[Fragmento]
####

En otro artículo profundizábamos en cómo la idea de reputación, mezclada con la teoría de la selección de grupos, propiciaba que se reprodujeran en mayor medida las personas altruistas y cooperadoras antes que las egoístas. Con todo, hay muchas razones que impulsan esta dinámica cooperadora en la especie humana.
A continuación mencionamos cinco, posiblemente los cinco motores principales de nuestra tendencia a cooperar con nuestros semejantes a fin de alcanzar hitos que individuamente quedarían demasiado lejos de nuestras manos.
1. Repetición
Reciprocidad directa, es decir, "te rasco la espalda si tú me rascas la mía". O tal y como escribió de forma más sofisticada el filósofo David Hume en su Tratado de la naturaleza humana (1740):
Aprendo a servir a otro, sin albergar ninguna simpatía real por él: porque preveo que él podrá devolverme el servicio en cuanto se dé tal ocasión.
2. Reputación
Reciprocidad indirecta. Es decir, mi comportamiento con el otro depende de cómo el otro se haya comportado con los demás o conmigo mismo en repetidas ocasiones. O siguiendo en el anterior ejemplo: “Si rasco la espalda, alguien rascará la mía”.

####

[Datos guardados]
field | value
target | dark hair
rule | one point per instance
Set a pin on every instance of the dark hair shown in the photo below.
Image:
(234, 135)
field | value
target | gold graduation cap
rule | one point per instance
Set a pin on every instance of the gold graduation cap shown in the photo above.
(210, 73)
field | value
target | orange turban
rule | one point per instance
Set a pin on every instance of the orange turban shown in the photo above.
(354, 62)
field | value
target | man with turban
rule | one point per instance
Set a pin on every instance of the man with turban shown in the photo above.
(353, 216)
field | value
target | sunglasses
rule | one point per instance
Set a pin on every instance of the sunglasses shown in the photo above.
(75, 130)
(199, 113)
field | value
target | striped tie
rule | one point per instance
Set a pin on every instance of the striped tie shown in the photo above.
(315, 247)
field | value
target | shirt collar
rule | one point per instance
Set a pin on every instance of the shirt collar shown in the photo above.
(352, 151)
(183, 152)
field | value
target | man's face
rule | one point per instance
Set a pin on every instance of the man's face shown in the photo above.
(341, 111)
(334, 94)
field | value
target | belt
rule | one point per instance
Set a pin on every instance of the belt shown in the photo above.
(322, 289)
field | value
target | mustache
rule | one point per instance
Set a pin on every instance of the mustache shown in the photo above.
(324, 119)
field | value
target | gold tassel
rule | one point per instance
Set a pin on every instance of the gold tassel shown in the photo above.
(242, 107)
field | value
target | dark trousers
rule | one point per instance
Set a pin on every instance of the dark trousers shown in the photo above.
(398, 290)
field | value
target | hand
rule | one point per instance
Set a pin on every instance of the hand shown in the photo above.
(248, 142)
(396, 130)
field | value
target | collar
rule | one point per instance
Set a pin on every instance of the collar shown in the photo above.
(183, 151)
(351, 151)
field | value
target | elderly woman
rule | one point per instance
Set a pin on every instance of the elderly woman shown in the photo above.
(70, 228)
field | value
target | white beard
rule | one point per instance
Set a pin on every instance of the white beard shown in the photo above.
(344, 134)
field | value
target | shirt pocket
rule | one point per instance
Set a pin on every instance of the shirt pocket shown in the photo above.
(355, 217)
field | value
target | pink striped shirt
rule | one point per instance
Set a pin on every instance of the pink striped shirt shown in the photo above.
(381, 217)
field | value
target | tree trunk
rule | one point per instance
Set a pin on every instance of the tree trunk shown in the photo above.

####

[Por hacer]
1. Responde estas preguntas sobre el texto de la cooperación humana:
(a) ¿Cuántos motores de nuestra tendencia a cooperar menciona?
(b) ¿Qué filósofo cita y en qué obra?
(c) ¿Con qué tipo de reciprocidad identifica la reputación?
2. Transcribe el pasaje del texto de la cooperación humana que empieza con "En otro artículo" y sigue hasta "la especie humana.".

[Las respuestas]
1.
(a) Cinco.
(b) David Hume, en su Tratado de la naturaleza humana (1740).
(c) Con la reciprocidad indirecta.

2.
En otro artículo profundizábamos en cómo la idea de reputación, mezclada con la teoría de la selección de grupos, propiciaba que se reprodujeran en mayor medida las personas altruistas y cooperadoras antes que las egoístas. Con todo, hay muchas razones que impulsan esta dinámica cooperadora en la especie humana.